Leaving the images aside, transcribe all the data below exactly.
##### Data excerpts
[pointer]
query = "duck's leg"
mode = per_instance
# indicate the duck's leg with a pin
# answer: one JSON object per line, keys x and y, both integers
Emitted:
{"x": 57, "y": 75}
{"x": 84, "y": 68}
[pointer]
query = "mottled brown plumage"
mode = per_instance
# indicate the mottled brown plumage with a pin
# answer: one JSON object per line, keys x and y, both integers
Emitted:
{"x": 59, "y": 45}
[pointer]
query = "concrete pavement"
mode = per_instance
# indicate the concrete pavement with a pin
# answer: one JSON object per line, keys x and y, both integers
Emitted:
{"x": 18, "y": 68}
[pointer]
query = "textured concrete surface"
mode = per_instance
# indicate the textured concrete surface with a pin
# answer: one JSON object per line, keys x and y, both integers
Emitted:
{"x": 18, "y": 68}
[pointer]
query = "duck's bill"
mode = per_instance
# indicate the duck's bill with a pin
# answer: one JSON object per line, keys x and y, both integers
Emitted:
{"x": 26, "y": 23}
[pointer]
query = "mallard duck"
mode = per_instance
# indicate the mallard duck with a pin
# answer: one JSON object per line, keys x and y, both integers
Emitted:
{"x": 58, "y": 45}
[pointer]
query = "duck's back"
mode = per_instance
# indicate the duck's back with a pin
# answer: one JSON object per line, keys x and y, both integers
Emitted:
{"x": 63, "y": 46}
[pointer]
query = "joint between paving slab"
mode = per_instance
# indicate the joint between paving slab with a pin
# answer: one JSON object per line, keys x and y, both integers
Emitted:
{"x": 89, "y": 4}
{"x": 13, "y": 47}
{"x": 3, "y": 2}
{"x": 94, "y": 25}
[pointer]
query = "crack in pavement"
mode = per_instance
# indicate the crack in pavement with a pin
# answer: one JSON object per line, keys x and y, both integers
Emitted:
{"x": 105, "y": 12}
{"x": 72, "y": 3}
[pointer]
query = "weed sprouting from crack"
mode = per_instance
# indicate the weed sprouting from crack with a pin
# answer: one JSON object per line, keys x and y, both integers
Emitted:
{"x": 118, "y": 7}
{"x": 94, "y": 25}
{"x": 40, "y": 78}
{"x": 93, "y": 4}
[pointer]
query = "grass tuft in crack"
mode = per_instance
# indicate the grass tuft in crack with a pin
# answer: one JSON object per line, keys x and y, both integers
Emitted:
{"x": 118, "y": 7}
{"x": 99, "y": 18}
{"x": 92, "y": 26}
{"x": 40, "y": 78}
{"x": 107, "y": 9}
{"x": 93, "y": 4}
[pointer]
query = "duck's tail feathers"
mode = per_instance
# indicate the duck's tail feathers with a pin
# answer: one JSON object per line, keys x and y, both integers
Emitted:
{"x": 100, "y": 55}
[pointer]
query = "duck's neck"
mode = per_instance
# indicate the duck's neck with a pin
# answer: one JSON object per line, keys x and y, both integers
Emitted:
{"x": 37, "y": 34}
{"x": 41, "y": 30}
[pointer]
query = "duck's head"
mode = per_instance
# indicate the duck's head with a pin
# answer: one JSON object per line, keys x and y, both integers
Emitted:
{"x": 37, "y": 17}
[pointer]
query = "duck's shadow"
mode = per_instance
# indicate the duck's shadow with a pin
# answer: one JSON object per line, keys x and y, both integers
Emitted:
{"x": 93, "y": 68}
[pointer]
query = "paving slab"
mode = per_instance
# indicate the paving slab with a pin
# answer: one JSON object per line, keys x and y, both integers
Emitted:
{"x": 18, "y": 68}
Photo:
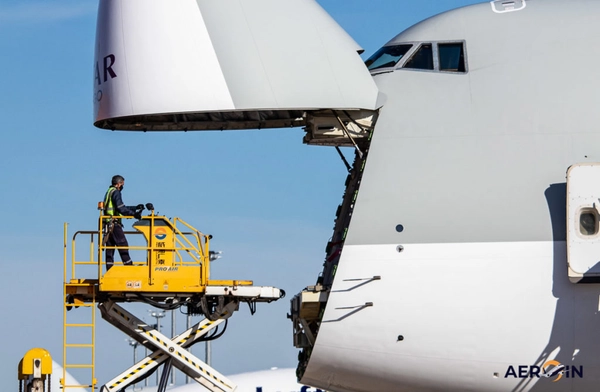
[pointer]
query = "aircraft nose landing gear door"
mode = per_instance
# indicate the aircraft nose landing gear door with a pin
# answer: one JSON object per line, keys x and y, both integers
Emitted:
##########
**Response to the task:**
[pointer]
query = "duck's leg"
mode = per_instance
# indicate the duck's leg with a pin
# answer: one JSON object per line, keys x and y, both integers
Emitted:
{"x": 57, "y": 75}
{"x": 84, "y": 68}
[pointer]
query = "mottled brown plumage"
mode = per_instance
# indicate the mottled brown plumage with a pin
# answer: one JSON object per line, keys x and y, both integers
Emitted:
{"x": 59, "y": 45}
[pointer]
query = "concrete pavement"
mode = per_instance
# indicate the concrete pavement with a pin
# answer: one JSON object per line, keys x and y, both integers
Emitted:
{"x": 18, "y": 68}
[pointer]
query = "textured concrete surface"
mode = per_instance
# indicate the textured concrete surface with a pin
# answer: one JSON object per line, keys x and y, both integers
Emitted:
{"x": 18, "y": 68}
[pointer]
query = "duck's bill"
mode = per_instance
# indicate the duck's bill with a pin
# answer: one JSON object per line, keys x and y, both integers
Emitted:
{"x": 26, "y": 23}
[pointer]
query = "mallard duck"
mode = per_instance
# indicate the mallard duck with a pin
# answer: one JSON object per line, keys x and y, both integers
Emitted:
{"x": 58, "y": 45}
[pointer]
query = "duck's back"
mode = per_instance
# indicate the duck's back with a pin
# answer: one JSON object per line, keys x and y, both integers
Emitted:
{"x": 63, "y": 46}
[pointer]
query = "joint between paving slab"
mode = per_instance
# indicate the joint between paving slab with a pin
# answer: one JSON object per line, keys x and y, both integers
Emitted:
{"x": 89, "y": 4}
{"x": 13, "y": 47}
{"x": 3, "y": 2}
{"x": 94, "y": 25}
[pointer]
query = "crack in pavement"
mode = per_instance
# indicate the crack in pavement with a pin
# answer: one JSON object per line, keys x and y, both integers
Emitted:
{"x": 105, "y": 12}
{"x": 72, "y": 3}
[pointer]
query = "weed sprouting from crack"
mode = per_instance
# indicate the weed sprouting from crack with a pin
# answer: one JSON object per line, keys x and y, both integers
Emitted:
{"x": 118, "y": 7}
{"x": 94, "y": 25}
{"x": 40, "y": 78}
{"x": 93, "y": 4}
[pointer]
query = "grass tuft in crack"
mode = per_instance
# indicate the grass tuft in crack with a pin
# answer: one JSON object per line, keys x and y, both integers
Emitted:
{"x": 118, "y": 7}
{"x": 99, "y": 18}
{"x": 92, "y": 26}
{"x": 40, "y": 78}
{"x": 107, "y": 9}
{"x": 93, "y": 4}
[pointer]
query = "duck's tail feathers"
mode = per_instance
# indicate the duck's tail feathers with a pin
# answer: one JSON object per line, keys x and y, both integers
Emitted:
{"x": 100, "y": 55}
[pointer]
query = "duck's neck"
mode = per_instance
# indicate the duck's neck with a pin
# answer: one JSON object per line, keys x and y, both integers
Emitted:
{"x": 37, "y": 34}
{"x": 41, "y": 30}
[pointer]
query = "duck's head"
mode = per_instance
# indicate the duck's head with a pin
# answer: one JSON object per line, keys x and y, both integers
Emitted:
{"x": 37, "y": 17}
[pointer]
query = "duck's shadow"
mode = per_instance
# indicate the duck's shadow with a pin
# answer: one JSON object per line, keys x and y, both integers
Emitted:
{"x": 93, "y": 68}
[pointer]
query = "paving slab"
mode = per_instance
# indicate the paving slab with a pin
# answer: one JSON object per line, keys x and y, both integers
Emitted:
{"x": 18, "y": 68}
Photo:
[pointer]
query = "aircraft nose landing gear door"
mode = per_instance
# indicate the aircraft nose landing gear door with a pin
# answer: one JSON object per line, keys x and y, both integers
Emitted:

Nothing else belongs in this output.